Copy every line of the entries below verbatim. Leave the pictures out of the copy.
»»
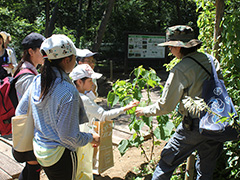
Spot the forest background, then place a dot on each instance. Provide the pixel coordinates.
(100, 26)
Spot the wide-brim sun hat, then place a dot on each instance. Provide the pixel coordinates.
(82, 71)
(180, 36)
(58, 46)
(85, 53)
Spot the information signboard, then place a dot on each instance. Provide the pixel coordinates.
(145, 46)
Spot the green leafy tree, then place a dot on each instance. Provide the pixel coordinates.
(125, 91)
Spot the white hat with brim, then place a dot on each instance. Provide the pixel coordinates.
(58, 46)
(85, 53)
(82, 71)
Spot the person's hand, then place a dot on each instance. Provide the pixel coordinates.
(8, 65)
(139, 111)
(96, 140)
(132, 104)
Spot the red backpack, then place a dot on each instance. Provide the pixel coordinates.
(9, 101)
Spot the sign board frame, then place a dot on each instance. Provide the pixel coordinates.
(144, 46)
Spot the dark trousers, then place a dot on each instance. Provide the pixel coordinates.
(181, 145)
(65, 168)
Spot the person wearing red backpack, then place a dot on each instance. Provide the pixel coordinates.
(27, 68)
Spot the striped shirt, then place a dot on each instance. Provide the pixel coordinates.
(57, 117)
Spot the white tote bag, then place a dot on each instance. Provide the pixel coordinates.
(23, 130)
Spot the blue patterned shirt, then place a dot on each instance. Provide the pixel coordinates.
(57, 116)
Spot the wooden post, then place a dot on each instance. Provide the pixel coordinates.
(190, 167)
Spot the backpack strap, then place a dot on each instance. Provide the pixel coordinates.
(23, 72)
(199, 64)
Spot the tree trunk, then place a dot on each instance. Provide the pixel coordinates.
(53, 20)
(47, 17)
(102, 28)
(217, 28)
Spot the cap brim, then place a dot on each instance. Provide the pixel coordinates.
(90, 54)
(96, 75)
(189, 44)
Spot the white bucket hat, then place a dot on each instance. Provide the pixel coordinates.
(82, 71)
(58, 46)
(85, 53)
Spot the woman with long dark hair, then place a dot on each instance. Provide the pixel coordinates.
(30, 59)
(57, 111)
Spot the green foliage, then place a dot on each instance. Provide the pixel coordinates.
(125, 91)
(228, 166)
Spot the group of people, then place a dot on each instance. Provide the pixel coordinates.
(62, 98)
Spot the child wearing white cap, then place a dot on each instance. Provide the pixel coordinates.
(57, 111)
(82, 76)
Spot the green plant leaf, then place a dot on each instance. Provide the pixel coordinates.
(147, 121)
(123, 146)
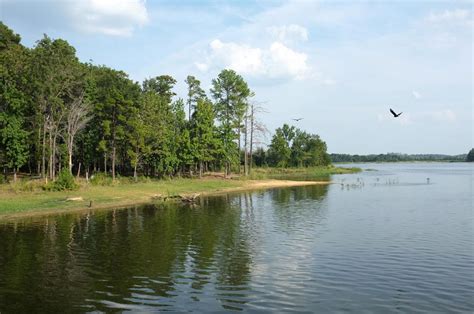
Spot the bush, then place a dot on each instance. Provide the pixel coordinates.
(101, 178)
(64, 182)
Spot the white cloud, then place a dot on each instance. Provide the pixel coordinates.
(276, 61)
(416, 94)
(110, 17)
(446, 115)
(286, 61)
(289, 33)
(241, 58)
(203, 67)
(458, 15)
(405, 119)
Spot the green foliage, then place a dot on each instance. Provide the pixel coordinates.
(131, 128)
(470, 156)
(395, 157)
(64, 182)
(102, 179)
(230, 92)
(293, 147)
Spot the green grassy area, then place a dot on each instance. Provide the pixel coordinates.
(311, 173)
(13, 200)
(28, 196)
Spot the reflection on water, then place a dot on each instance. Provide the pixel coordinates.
(380, 241)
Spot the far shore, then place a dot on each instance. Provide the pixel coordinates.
(26, 204)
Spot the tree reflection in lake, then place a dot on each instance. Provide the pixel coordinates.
(151, 256)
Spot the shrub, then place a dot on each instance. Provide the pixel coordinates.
(101, 178)
(64, 182)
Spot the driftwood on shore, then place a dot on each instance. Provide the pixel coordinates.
(185, 198)
(74, 199)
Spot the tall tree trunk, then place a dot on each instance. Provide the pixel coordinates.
(43, 156)
(251, 138)
(240, 147)
(105, 163)
(55, 137)
(135, 172)
(246, 144)
(113, 161)
(50, 166)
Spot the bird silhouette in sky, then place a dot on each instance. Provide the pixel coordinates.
(395, 115)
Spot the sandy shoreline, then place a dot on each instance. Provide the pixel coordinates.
(249, 185)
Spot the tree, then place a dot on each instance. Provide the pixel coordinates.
(161, 85)
(256, 129)
(470, 156)
(202, 133)
(77, 118)
(14, 60)
(116, 97)
(230, 92)
(280, 151)
(195, 93)
(56, 77)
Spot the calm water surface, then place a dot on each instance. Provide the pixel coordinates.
(379, 241)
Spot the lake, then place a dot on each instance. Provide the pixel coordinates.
(396, 238)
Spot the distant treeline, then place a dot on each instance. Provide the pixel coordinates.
(394, 157)
(59, 113)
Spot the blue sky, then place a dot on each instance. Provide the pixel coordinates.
(339, 65)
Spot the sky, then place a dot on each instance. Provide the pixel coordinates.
(339, 65)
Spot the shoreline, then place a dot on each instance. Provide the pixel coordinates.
(147, 198)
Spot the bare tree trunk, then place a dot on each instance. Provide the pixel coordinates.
(246, 172)
(50, 167)
(251, 137)
(43, 157)
(54, 154)
(105, 163)
(70, 160)
(240, 148)
(113, 161)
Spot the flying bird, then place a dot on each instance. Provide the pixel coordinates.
(395, 115)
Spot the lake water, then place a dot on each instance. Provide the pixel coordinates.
(382, 241)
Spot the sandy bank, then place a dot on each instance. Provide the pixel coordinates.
(148, 198)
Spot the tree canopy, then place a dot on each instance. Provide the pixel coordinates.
(59, 113)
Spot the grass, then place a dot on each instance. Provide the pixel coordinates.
(13, 200)
(27, 196)
(311, 173)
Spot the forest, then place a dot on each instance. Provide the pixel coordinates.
(59, 113)
(395, 157)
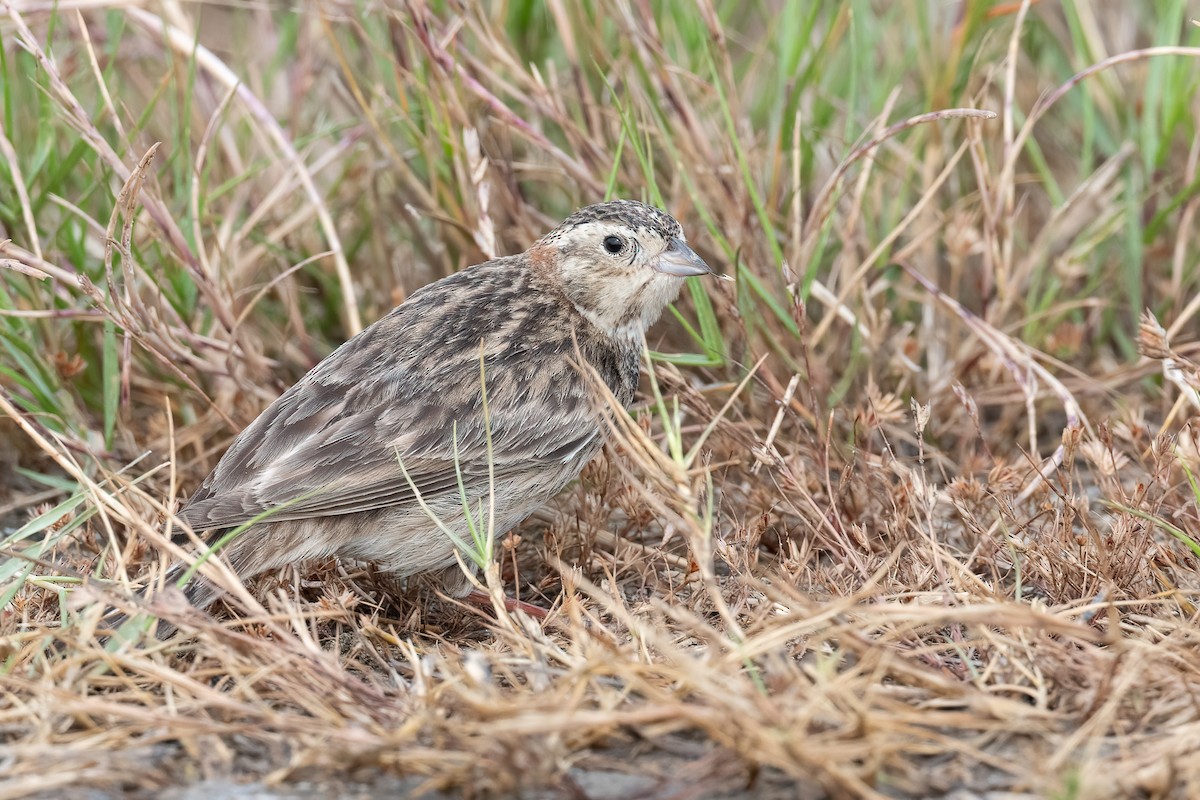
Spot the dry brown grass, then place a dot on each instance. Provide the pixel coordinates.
(922, 523)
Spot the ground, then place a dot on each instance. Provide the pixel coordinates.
(905, 509)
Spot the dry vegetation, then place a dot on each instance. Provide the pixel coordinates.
(910, 506)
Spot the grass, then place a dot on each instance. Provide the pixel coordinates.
(909, 505)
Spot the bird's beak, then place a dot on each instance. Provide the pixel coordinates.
(682, 262)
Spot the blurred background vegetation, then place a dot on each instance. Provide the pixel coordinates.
(316, 166)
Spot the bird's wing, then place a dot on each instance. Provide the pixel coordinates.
(407, 392)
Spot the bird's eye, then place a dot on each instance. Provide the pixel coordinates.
(613, 244)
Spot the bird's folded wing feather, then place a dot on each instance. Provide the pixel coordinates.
(358, 462)
(327, 450)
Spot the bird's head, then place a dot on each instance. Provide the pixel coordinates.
(619, 263)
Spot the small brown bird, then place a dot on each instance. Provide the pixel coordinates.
(399, 409)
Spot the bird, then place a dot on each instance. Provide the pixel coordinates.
««
-- REPLY --
Spot the forest background, then place a dot on each instance. Provide the pixel coordinates.
(100, 26)
Spot the wide-brim sun hat, then place a dot on each instance. Provide the pixel coordinates.
(82, 71)
(180, 36)
(58, 46)
(85, 53)
Spot the information signboard, then place a dot on each instance. Provide the pixel coordinates.
(145, 46)
Spot the green leafy tree, then place a dot on each instance. Provide the pixel coordinates.
(125, 91)
Spot the white hat with brim, then place a dot on each instance. Provide the pixel coordinates.
(58, 46)
(85, 53)
(82, 71)
Spot the person's hand, then place a dot on each instance. Provide the pixel coordinates.
(8, 65)
(139, 111)
(96, 140)
(132, 104)
Spot the red backpack, then place a dot on each instance. Provide the pixel coordinates.
(9, 101)
Spot the sign board frame, then place a dot on each instance. Provide the pixel coordinates.
(144, 46)
Spot the dark trousers, then place a dot on each instance. Provide the pixel coordinates.
(181, 145)
(65, 168)
Spot the person wearing red backpack, then place a dot on each instance. Provide the pixel coordinates.
(27, 68)
Spot the striped shirt, then place a dot on each instance. Provide the pixel coordinates.
(57, 117)
Spot the white tote bag, then place a dot on each instance. Provide the pixel coordinates.
(23, 130)
Spot the blue patterned shirt, then place a dot on each instance. Provide the pixel coordinates.
(57, 116)
Spot the wooden post, then place a dot on each instance. Provide the pixel coordinates.
(190, 167)
Spot the backpack strap, then place a dot on each instance. Provide the pixel coordinates.
(23, 72)
(199, 64)
Spot the tree trunk, then place a dot on each instance. Provide the pixel coordinates.
(53, 20)
(47, 17)
(102, 28)
(217, 28)
Spot the cap brim, then place a dot on each instance. Provide the pixel coordinates.
(90, 54)
(96, 75)
(189, 44)
Spot the white bucket hat, then place a dot on each instance. Provide the pixel coordinates.
(82, 71)
(58, 46)
(85, 53)
Spot the woman with long dark hair, then place a dot on each instance. Provide the pixel coordinates.
(30, 59)
(57, 111)
Spot the green foliage, then place a dot on each instance. Provide the pixel coordinates.
(125, 91)
(228, 166)
Spot the group of people, then place a dot on each instance. Provide the pixel coordinates.
(62, 98)
Spot the child wearing white cap, then place a dot on each instance. Provide the pixel coordinates.
(57, 111)
(82, 76)
Spot the green plant leaf, then place a dot on each instance. Provide the pixel coordinates.
(147, 121)
(123, 146)
Spot the bush, then place a dot on each instance. Provide the pixel coordinates.
(101, 178)
(64, 182)
Spot the white cloud, then place a dot on each instance. Provide the pixel coordinates.
(276, 61)
(416, 94)
(110, 17)
(446, 115)
(286, 61)
(289, 33)
(241, 58)
(203, 67)
(458, 15)
(405, 119)
Spot the green foliage, then place a dot on each instance. Provide the pixel coordinates.
(131, 128)
(470, 156)
(395, 157)
(64, 182)
(102, 179)
(230, 92)
(293, 147)
Spot the green grassy area, then place a dot on each instance. Provide the pixel coordinates.
(311, 173)
(13, 200)
(28, 196)
Spot the reflection on water, then place a dot on each instance. Provide the pixel coordinates.
(380, 241)
Spot the far shore, then place a dot on each instance. Provide the pixel coordinates.
(26, 204)
Spot the tree reflection in lake, then place a dot on each instance. Provide the pixel coordinates.
(151, 256)
Spot the shrub, then place a dot on each instance. Provide the pixel coordinates.
(101, 178)
(64, 182)
Spot the driftwood on shore, then place a dot on each instance. Provide the pixel coordinates.
(185, 198)
(74, 199)
Spot the tall tree trunk, then place a dot on each instance. Provide the pixel coordinates.
(43, 156)
(251, 138)
(240, 147)
(105, 163)
(55, 137)
(135, 172)
(246, 144)
(113, 161)
(50, 166)
Spot the bird silhouette in sky, then place a dot on each instance. Provide the pixel coordinates.
(395, 115)
Spot the sandy shoreline, then place a dot on each instance. Provide the pixel coordinates.
(249, 185)
Spot the tree, then place a dot on each instance. Provide the pixel coordinates.
(161, 85)
(256, 129)
(470, 156)
(202, 133)
(77, 118)
(14, 60)
(116, 97)
(230, 92)
(280, 151)
(195, 93)
(56, 77)
Spot the calm water surface, then place a dot on each instance. Provide the pixel coordinates.
(379, 241)
Spot the lake, then place a dot on each instance. Provide the pixel coordinates.
(396, 238)
Spot the distant treeline, then place a dot on each instance. Provide the pixel coordinates.
(394, 157)
(59, 113)
Spot the blue sky, then place a dot on each instance. Provide the pixel coordinates.
(339, 65)
Spot the sky, then place a dot on each instance. Provide the pixel coordinates.
(339, 65)
Spot the shoreline, then place a dot on each instance. Provide the pixel coordinates.
(147, 198)
Spot the bare tree trunk, then place a dot on each instance. Provide the pixel coordinates.
(246, 172)
(50, 167)
(251, 137)
(43, 157)
(54, 154)
(105, 163)
(70, 160)
(240, 148)
(113, 161)
Spot the flying bird, then place a dot on each instance. Provide the pixel coordinates.
(395, 115)
Spot the lake water, then place a dot on each instance. Provide the pixel coordinates.
(382, 241)
Spot the sandy bank, then place a dot on each instance. Provide the pixel coordinates.
(148, 198)
Spot the tree canopy, then place a dot on each instance. Provide the pixel coordinates.
(59, 113)
Spot the grass, then place a dot on each instance. Provide the pixel coordinates.
(13, 200)
(27, 196)
(311, 173)
Spot the forest, then place a dot on each instance. Provide the pixel coordinates.
(59, 113)
(395, 157)
Spot the dry brown grass, then place a dot on each instance. Provide the pixel coordinates.
(922, 523)
Spot the ground, then place a dot on each instance. Provide the pixel coordinates.
(905, 509)
Spot the dry vegetation, then place a dot on each instance. Provide the pixel coordinates.
(910, 506)
Spot the grass, then place a dot on each instance. Provide the pixel coordinates.
(909, 505)
Spot the bird's beak, then place a dot on each instance. Provide the pixel coordinates.
(682, 262)
Spot the blurred background vegetation, then place a dot on each instance. Provide the pixel coordinates.
(316, 166)
Spot the bird's wing, then place a dot on each instance. Provide the pixel coordinates.
(407, 392)
Spot the bird's eye, then place a dot on each instance. Provide the pixel coordinates.
(613, 244)
Spot the bird's folded wing feather, then place a dot on each instance. Provide the pixel coordinates.
(358, 462)
(327, 450)
Spot the bird's head, then place a dot on each instance. Provide the pixel coordinates.
(619, 263)
Spot the small brown bird, then place a dot on each instance. Provide the pixel coordinates.
(399, 409)
Spot the bird, then place a dot on each instance. Provide the pixel coordinates.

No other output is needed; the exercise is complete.